Quoted text:
▬▬▬

The reason for the topic was basically i have this dog who has been trained in PP,& he's pretty good at it. Always observant of his surroundings, ready & willing to hit a decoy. But for some reason he seems to be losing confidence in his judgement while he's off leash. He'll sometimes let the decoy come in to about 3 feet without a physical reaction except for a distrustful stare. Thats why I'm thinking his confidence in his judgment may be going thru some kind of change. 

As regards the legal liabilities of owning/handling a PP dog in the event the dog attacks someone, we're all hopefully well aware of the legal ramifications, both criminal and civil. However that being said, my choice and right to own such a dog for the protection of my person and property is one I feel safe in exercising. ( BTW this is not the only PP dog in the house, my wife & daughter each have their own) If only for the fact I took the time to train my dog to do his job properly. By this I mean he was taught when to bite ,where to bite, and what to do after he has the perp in his grasp. He was taught to take the wrist that's raised,then lie down with it in his mouth & not let go,thus effectively stopping an attack and decreasing the risk of the perp running away after he's committed his crime. Only thing he's yet to finish learning is how to transport a prisoner, which is actually where his judgment is required most.(If the prisoner starts running, there's a small lag in reaction time, maybe decoy will get about 12-15' away before the chase begins.) And this is why i ask about building his confidence in his judgment, since a suspect should not be able to run away without the handler's permission. The dog should move to stop him immediately.


----------



## Pete Stevens (Dec 16, 2010)

If he is backing off when not on lead, maybe you could go with a long line and gradually let him out further away, eventually dropping it all together. Or go back to basics off lead and start very close and gradually work distance out.

▬▬▬

Entries supplied:
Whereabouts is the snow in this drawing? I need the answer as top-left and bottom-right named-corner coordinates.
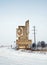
top-left (0, 48), bottom-right (47, 65)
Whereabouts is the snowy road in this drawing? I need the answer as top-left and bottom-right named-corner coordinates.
top-left (0, 48), bottom-right (47, 65)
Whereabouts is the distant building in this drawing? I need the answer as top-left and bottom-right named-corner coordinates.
top-left (16, 20), bottom-right (32, 49)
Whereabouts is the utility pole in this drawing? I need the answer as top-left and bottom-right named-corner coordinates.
top-left (33, 26), bottom-right (36, 43)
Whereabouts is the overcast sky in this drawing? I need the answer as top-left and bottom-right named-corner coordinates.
top-left (0, 0), bottom-right (47, 44)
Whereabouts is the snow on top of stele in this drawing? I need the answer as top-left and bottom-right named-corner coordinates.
top-left (0, 47), bottom-right (47, 65)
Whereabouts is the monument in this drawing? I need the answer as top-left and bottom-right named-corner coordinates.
top-left (16, 20), bottom-right (32, 49)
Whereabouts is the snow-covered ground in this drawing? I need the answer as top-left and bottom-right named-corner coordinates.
top-left (0, 48), bottom-right (47, 65)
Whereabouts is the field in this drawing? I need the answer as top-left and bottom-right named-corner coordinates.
top-left (0, 47), bottom-right (47, 65)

▬▬▬

To-do list:
**1)** Print the passage of the dog-training thread between "If he is backing" and "work distance out.", inclusive.
**2)** In the dog-training thread, who else in the poster's house has their own PP dog?
**3)** Continue the dog-training thread with the next part, starting after its final sentence.

Task answers:
**1)**
If he is backing off when not on lead, maybe you could go with a long line and gradually let him out further away, eventually dropping it all together. Or go back to basics off lead and start very close and gradually work distance out.

**2)** The poster's wife and daughter each have their own.

**3)**
In the People's Republic of California, our assualt with a deadly weapon laws also has in "force likely to cause great bodily injury" section. I've always argued that dogs are not guns and most case law supports it. But I can see someone getting charged with ADW for sending a dog in a non-selfdefense case.


----------



## Joby Becker (Dec 13, 2009)

Ricardo Ashton said:


> The reason for the topic was basically i have this dog who has been trained in PP,& he's pretty good at it. Always observant of his surroundings, ready & willing to hit a decoy. But for some reason he seems to be losing confidence in his judgement while he's off leash. He'll sometimes let the decoy come in to about 3 feet without a physical reaction except for a distrustful stare. Thats why I'm thinking his confidence in his judgment may be going thru some kind of change.


Just my opinion on the subject..everyone is different..

I think it is bad to rely on the judgement of the dog. What do you do if someone gets too close to you, that is not a threat and the dog bites?
A command should be enough to get him to bite at the appropriate time..
I personally think a PP is an extension of ME, by use of a leash outside the home or yard, unless dog is loose in the house or yard, then he ideally should attack any intruder into the property period. Unless under command/control from the owner. In the house the dog should be able to be commanded to chill, then to alert, guard, attack, whatever you choose on your command...and in my opinion should not bite just because someone is close..if someone gets close and the situation is not violent enough for dog to react on his own, then a command is used..and dog should engage on command.



Ricardo Ashton said:


> If only for the fact I took the time to train my dog to do his job properly. By this I mean he was taught when to bite ,where to bite, and what to do after he has the perp in his grasp. He was taught to take the wrist that's raised,then lie down with it in his mouth & not let go,thus effectively stopping an attack and decreasing the risk of the perp running away after he's committed his crime. Only thing he's yet to finish learning is how to transport a prisoner, which is actually where his judgment is required most.(If the prisoner starts running, there's a small lag in reaction time, maybe decoy will get about 12-15' away before the chase begins.)


I also have issues with this, again just my opinion.
When is he taught to bite? Actions? distance? commands?
And if he is taught to target the wrist of a raised hand, what if no wrist is rasied? or "perp" lifts arms out of reach?
I also would not want the dog to lay down, it would be very vulnerable, and to expect a dog to lay down in the middle of a real fight is unrealistic to me. People that get bit by a dog on the wrist may not just give up and lay down with dog holding them, unless made to or told to by a person.

I personally would have a guard, at a safe distance, the dog is ready to re-engage on command, or on movement...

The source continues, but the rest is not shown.